EXCERPTED TEXT:
-- Start --

I’m studying with the formidable Kyo Maclear, who often includes her own sketches in her writing. (See Birds, Art, Life.) Kyo invites us to make collages, and I balk. I turn images into words, not vice versa. Or so I think. But I can’t say no to Kyo. She distributes magazines, origami papers, Sharpies, glue. She recommends a site called Canva. I pick up the scissors, the glue; I take one step, another, and then I don’t stop.

Never underestimate the pleasure of scrawling on a page, of assembling objects linked by association, like reaching for a pine-scented candle and planting it on a map of your road trip, and voilà, there’s the story of your father’s travails. There is a childish glee in shaking out tiny paper bits from your three-hole punch across words about fear and thinking, “That’s all I need to say.” The eye and the hand circumvent calculated thought; they whip up their own dish. My first draft of “Four Words” aimed to be more gamelike, interactive, a piece in which you could click on a map and snippets of text jump up. But I lacked the technical skills to construct that kind of work. And now I prefer the messiness of random-seeming text boxes pasted across a PowerPoint slide.

-- End --

GIVEN REQUEST 1: Swap in "ruler" for "scissors" and write out everything from "I’m studying with" down to "I don’t stop." in the passage about making collages.
The passage about making collages and the listing are separate, unrelated material.

DATASET RECORDS:
-- Start --

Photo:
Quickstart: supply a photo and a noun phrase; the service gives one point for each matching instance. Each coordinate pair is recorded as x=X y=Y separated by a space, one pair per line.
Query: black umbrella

-- End --
-- Start --

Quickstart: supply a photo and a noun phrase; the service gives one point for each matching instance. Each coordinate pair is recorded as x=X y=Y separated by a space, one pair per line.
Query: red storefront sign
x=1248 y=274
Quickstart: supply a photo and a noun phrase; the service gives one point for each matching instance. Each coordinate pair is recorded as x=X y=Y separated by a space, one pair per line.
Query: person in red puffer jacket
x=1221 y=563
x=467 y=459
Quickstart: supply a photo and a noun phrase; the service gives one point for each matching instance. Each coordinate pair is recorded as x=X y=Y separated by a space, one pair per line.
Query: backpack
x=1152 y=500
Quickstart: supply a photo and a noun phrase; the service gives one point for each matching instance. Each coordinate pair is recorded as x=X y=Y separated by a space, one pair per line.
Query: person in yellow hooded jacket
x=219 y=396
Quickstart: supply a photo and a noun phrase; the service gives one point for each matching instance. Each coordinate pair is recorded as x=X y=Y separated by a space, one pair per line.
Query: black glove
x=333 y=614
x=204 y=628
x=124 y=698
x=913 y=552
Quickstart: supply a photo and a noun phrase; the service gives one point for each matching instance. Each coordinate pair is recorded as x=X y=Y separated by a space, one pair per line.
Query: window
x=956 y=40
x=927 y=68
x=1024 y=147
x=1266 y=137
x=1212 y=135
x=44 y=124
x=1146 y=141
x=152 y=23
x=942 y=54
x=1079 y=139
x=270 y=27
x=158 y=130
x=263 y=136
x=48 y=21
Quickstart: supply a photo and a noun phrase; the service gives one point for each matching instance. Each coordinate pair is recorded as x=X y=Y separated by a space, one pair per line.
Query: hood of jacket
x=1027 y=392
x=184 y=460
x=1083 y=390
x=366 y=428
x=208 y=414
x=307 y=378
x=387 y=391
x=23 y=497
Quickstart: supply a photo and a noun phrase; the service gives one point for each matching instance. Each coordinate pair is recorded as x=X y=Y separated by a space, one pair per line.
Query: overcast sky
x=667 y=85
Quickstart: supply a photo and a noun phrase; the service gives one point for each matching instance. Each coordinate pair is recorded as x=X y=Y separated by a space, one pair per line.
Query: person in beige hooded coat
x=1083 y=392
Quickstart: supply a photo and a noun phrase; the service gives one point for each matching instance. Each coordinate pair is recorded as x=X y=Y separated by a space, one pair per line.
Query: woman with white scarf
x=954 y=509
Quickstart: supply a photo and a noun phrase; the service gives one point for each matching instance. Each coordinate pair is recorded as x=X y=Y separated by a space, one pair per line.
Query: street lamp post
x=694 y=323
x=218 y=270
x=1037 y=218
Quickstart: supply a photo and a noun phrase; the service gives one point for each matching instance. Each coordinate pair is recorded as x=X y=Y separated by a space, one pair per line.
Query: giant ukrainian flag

-- End --
-- Start --

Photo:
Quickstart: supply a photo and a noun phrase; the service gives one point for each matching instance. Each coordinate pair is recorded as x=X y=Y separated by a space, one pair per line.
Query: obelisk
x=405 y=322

-- End --

GIVEN REQUEST 2: Pick out each line of the listing that contains the string "hooded" and copy it.

TASK OUTPUT 1:
I’m studying with the formidable Kyo Maclear, who often includes her own sketches in her writing. (See Birds, Art, Life.) Kyo invites us to make collages, and I balk. I turn images into words, not vice versa. Or so I think. But I can’t say no to Kyo. She distributes magazines, origami papers, Sharpies, glue. She recommends a site called Canva. I pick up the ruler, the glue; I take one step, another, and then I don’t stop.

TASK OUTPUT 2:
Query: person in yellow hooded jacket
Query: person in beige hooded coat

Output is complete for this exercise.